= WHAT IS EXPECTED =
Write out the entries below in full, exactly as given.

____ WORKING DATA

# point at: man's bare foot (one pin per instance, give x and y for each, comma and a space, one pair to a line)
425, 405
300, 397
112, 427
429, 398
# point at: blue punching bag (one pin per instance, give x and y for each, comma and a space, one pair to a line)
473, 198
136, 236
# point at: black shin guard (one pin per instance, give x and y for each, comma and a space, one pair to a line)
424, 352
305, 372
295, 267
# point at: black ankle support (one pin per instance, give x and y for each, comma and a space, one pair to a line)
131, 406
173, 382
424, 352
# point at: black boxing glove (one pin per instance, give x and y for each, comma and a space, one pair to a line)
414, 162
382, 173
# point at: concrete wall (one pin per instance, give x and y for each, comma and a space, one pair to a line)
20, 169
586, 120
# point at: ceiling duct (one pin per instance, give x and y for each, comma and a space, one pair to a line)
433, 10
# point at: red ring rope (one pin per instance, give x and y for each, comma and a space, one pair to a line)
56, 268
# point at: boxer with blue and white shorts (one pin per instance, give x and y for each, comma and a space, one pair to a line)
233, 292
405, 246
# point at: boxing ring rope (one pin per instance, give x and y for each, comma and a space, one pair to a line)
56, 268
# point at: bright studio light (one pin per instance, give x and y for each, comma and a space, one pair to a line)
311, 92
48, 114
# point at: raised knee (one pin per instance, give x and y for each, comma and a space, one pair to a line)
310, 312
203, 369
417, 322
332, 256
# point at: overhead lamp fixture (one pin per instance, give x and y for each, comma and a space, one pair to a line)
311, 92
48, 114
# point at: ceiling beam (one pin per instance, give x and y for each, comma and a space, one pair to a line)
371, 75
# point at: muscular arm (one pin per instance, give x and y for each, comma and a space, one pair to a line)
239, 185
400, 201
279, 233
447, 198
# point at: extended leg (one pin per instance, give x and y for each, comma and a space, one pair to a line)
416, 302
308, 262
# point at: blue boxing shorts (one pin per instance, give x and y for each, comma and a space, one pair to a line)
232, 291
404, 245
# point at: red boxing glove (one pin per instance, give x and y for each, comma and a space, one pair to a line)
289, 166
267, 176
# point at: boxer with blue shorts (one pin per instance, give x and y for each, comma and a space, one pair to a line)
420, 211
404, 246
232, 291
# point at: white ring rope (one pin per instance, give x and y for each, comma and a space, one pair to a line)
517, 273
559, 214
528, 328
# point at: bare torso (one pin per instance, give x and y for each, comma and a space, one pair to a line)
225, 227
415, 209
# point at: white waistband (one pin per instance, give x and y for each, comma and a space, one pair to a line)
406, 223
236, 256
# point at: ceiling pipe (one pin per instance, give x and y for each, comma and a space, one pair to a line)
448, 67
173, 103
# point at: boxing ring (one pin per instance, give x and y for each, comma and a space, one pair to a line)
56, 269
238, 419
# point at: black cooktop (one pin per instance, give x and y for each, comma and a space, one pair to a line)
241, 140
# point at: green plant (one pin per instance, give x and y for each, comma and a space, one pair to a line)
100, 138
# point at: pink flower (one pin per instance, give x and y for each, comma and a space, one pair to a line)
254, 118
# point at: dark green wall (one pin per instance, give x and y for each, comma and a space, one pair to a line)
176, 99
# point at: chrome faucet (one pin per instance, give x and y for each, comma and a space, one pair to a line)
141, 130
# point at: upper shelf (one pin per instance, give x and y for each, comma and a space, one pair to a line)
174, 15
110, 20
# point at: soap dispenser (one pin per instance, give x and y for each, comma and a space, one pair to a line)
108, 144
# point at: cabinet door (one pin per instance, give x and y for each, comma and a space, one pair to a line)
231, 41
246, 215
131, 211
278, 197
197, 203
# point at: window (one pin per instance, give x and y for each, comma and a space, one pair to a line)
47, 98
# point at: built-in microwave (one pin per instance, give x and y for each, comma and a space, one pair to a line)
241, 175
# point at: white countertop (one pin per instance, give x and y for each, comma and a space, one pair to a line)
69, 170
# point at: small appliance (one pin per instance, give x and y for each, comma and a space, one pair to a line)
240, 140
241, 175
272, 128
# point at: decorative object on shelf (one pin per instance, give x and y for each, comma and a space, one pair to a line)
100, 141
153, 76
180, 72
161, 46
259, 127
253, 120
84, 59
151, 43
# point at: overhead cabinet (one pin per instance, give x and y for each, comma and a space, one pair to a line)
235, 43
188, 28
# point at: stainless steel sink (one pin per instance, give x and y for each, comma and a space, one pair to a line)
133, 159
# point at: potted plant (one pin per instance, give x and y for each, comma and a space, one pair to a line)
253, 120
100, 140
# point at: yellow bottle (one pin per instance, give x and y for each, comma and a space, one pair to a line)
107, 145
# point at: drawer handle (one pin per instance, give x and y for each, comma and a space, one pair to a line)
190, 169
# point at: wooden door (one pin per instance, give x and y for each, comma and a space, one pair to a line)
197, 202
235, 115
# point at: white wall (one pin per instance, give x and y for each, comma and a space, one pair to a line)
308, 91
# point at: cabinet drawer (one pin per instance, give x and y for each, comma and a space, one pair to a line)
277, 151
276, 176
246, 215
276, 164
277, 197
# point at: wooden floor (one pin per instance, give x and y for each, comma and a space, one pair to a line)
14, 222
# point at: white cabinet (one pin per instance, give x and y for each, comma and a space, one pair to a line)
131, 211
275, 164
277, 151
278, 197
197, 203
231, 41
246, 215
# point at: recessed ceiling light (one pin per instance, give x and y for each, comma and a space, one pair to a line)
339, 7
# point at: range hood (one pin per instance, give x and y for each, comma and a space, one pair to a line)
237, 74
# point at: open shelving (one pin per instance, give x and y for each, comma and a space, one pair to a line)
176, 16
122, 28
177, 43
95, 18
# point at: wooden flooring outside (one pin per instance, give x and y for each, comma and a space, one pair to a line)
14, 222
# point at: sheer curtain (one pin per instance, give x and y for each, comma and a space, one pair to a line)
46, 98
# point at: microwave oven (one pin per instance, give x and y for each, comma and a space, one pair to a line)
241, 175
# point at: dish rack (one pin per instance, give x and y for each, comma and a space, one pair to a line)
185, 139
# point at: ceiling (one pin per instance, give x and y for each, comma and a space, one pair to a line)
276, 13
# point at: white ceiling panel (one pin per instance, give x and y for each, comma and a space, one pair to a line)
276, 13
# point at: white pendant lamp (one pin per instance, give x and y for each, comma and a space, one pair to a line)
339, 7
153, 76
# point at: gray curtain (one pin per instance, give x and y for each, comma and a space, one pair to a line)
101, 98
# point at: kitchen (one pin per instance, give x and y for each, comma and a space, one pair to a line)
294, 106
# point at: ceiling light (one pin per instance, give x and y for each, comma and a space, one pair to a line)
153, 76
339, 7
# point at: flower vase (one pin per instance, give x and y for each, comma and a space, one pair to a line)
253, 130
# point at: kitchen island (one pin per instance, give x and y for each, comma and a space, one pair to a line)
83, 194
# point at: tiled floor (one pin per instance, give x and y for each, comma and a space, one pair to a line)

________

= TASK RESULT =
# point at: man's bare foot (one pin per instance, give x and y for each, comma and a space, one pair to a line)
425, 405
300, 397
112, 427
429, 398
# point at: blue punching bag (one pin per instance, give x and y for each, comma and a space, one pair to a line)
473, 198
136, 236
# point at: black shin guard (one pin per instance, give x and y for each, comma and a space, one pair to a line)
424, 352
305, 372
295, 267
# point at: black ankle support (one pin per instance, give x and y for each, comma and a space, one pair to a line)
131, 406
173, 382
424, 352
# point at: black boxing glove (one pin per instance, give x and y for each, comma and a space, one pair to a line)
414, 162
382, 173
# point at: concrete wall (one pin per instance, give x and y for each, comma and a space, one pair to a line)
20, 169
586, 120
# point at: ceiling duct (one pin per instance, give x and y for each, comma and a space, one pair to a line)
433, 10
# point at: red ring rope (one pin per instance, give x and y for each, comma and a space, one pair to a line)
56, 268
# point at: boxer with blue and white shorts (one pin per instance, give x and y for each, comma and a space, one pair to a line)
233, 292
405, 246
# point at: boxing ring rope (one pin per instance, give x and y for each, comma and a space, one pair to a line)
56, 268
# point at: bright studio light (one pin per instance, give x and y for each, comma and a space, one pair to a line)
311, 92
48, 114
# point at: raised knee (one pin per instance, give x and y for each, comma and a space, one pair to a line)
310, 312
203, 369
417, 322
332, 256
# point at: overhead lamp fixture (one pin per instance, give x and y for each, comma and a space, one pair to a line)
311, 92
48, 114
# point at: ceiling beam (one pin per instance, give x and y for each, comma and a space, one pair to a line)
371, 75
# point at: muscular arm (one pin per instance, give x and y for each, comma and a space, one pair to a line)
239, 185
400, 201
279, 233
447, 198
# point at: extended leg (one pin per instance, give x and y for each, comma and a space, one pair to a line)
416, 302
308, 262
# point at: blue boxing shorts (one pin per instance, give x and y for each, comma and a space, one pair to a line)
232, 291
404, 245
# point at: red boxing glove (one pin per instance, give x and y for each, comma and a space, one pair to a line)
289, 166
267, 176
# point at: boxer with blue shorts (one pin per instance, give x and y for each, comma and a space, one pair to a line)
420, 211
404, 246
232, 291
# point at: white ring rope (one pin per instance, give x and y for each, comma and a space, one pair to a line)
517, 273
559, 214
528, 328
# point at: bare torso (one pin per instance, give x and y for each, comma and a space, one pair to a line)
225, 227
415, 209
# point at: white waistband (one pin per instance, give x and y for each, comma and a space, one pair to a line)
406, 223
236, 256
# point at: ceiling pipe (one pin per instance, give x and y for each, comma and a space, one pair to a line)
448, 67
173, 103
# point at: boxing ring (one pin per instance, give x and y for each, comma and a space, one pair to a line)
56, 269
238, 419
# point at: black cooktop (one pin per instance, give x and y for each, comma and a space, one pair to a line)
241, 140
# point at: green plant (one pin per instance, give x and y for each, comma and a space, one pair to a line)
100, 138
# point at: pink flower (one pin per instance, give x and y for each, comma and a space, one pair to a line)
254, 118
# point at: dark green wall (one pin per instance, give x and y for each, comma and a space, one pair to a line)
176, 99
# point at: chrome faucet (one pin per instance, give x and y for each, comma and a space, one pair to a line)
141, 130
# point at: upper shelf (one pin per instance, give x and y for each, comma and a space, one pair to a line)
174, 15
110, 20
# point at: soap dispenser (one pin per instance, give x and y for each, comma and a space, one pair to a line)
108, 144
# point at: cabinet door (one pin per instance, give x and y for each, comma and a space, one pair to a line)
231, 41
246, 215
131, 211
278, 197
197, 203
# point at: window (one pin per instance, give x and y for each, comma and a space, one pair to a line)
47, 98
# point at: built-in microwave (one pin per instance, give x and y for each, comma and a space, one pair to a line)
241, 175
# point at: white countertop (one pin per instance, give x and y for each, comma and a space, one pair to a line)
69, 170
# point at: small appliance (one pin per instance, give x and y for each, comma and a space, one pair to a line)
240, 140
241, 175
272, 128
# point at: decorative object on shelf (one pin per instance, give x and y for each, comma and a space, one pair to a line)
100, 141
153, 76
180, 72
161, 46
259, 127
253, 120
84, 59
151, 43
# point at: overhead cabinet (one pin per instance, give x and y for each, comma and a space, one pair to a line)
235, 43
188, 28
# point at: stainless steel sink (one pin per instance, give x and y for each, comma and a space, one pair to a line)
133, 159
# point at: potted plant (one pin per instance, give x and y for each, comma and a space, one pair to a line)
253, 120
100, 140
# point at: yellow bottle (one pin per instance, give x and y for each, comma and a space, one pair to a line)
107, 145
# point at: drawer handle (one pin per instance, give x and y for each, comma and a space, one pair to a line)
190, 169
# point at: wooden door (one pin per instance, give x and y for each, comma and a space, one pair to a line)
197, 202
235, 115
# point at: white wall (one pin per instance, give x and y for each, comma and a space, one pair to a line)
308, 91
# point at: cabinet drawer (one pin per instance, give x and y for each, comma and a space, one pair to a line)
277, 151
276, 176
246, 215
276, 164
277, 197
# point at: wooden floor (one pin per instance, give x and y for each, comma and a space, one pair to a line)
14, 222
# point at: white cabinet (one pin per instance, give x and y for each, comma and a space, one pair to a line)
131, 211
275, 164
277, 151
278, 197
197, 203
231, 41
246, 215
# point at: recessed ceiling light (one pin per instance, give x and y for each, comma and a space, one pair to a line)
339, 7
# point at: range hood (one pin per instance, give x and y for each, comma and a space, one pair to a line)
237, 74
# point at: open shelving (one pin per instance, give x and y for each, comma and a space, one pair to a line)
176, 16
122, 28
177, 43
95, 18
# point at: wooden flooring outside (one pin per instance, give x and y for each, comma and a space, one pair to a line)
14, 222
# point at: sheer curtain (one pin per instance, give x and y for each, comma and a space, one pair to a line)
46, 98
# point at: microwave oven (one pin per instance, give x and y for each, comma and a space, one pair to a line)
241, 175
# point at: dish rack (one pin per instance, give x and y for each, comma and a space, one pair to a line)
185, 139
# point at: ceiling (one pin per instance, give x and y for each, comma and a space, one pair to a line)
276, 13
# point at: white ceiling panel (one pin per instance, give x and y for each, comma and a space, one pair to a line)
276, 13
# point at: white pendant lamp (one pin per instance, give x and y for each, comma and a space, one pair to a line)
339, 7
153, 76
# point at: gray curtain (one pin per instance, give x and y for each, comma and a space, one pair to a line)
101, 98
# point at: kitchen (one pin per instance, give x and y for each, comma and a space, one pair to a line)
294, 106
# point at: ceiling light (one pin per instance, give x and y for each, comma and a space, one pair to a line)
153, 76
339, 7
# point at: flower vase (one pin per instance, give x and y for each, comma and a space, one pair to a line)
253, 130
# point at: kitchen island (one pin per instance, give x and y for each, comma and a space, one pair to a line)
83, 194
# point at: tiled floor (one pin per instance, give x and y for each, comma and a space, one pair to a line)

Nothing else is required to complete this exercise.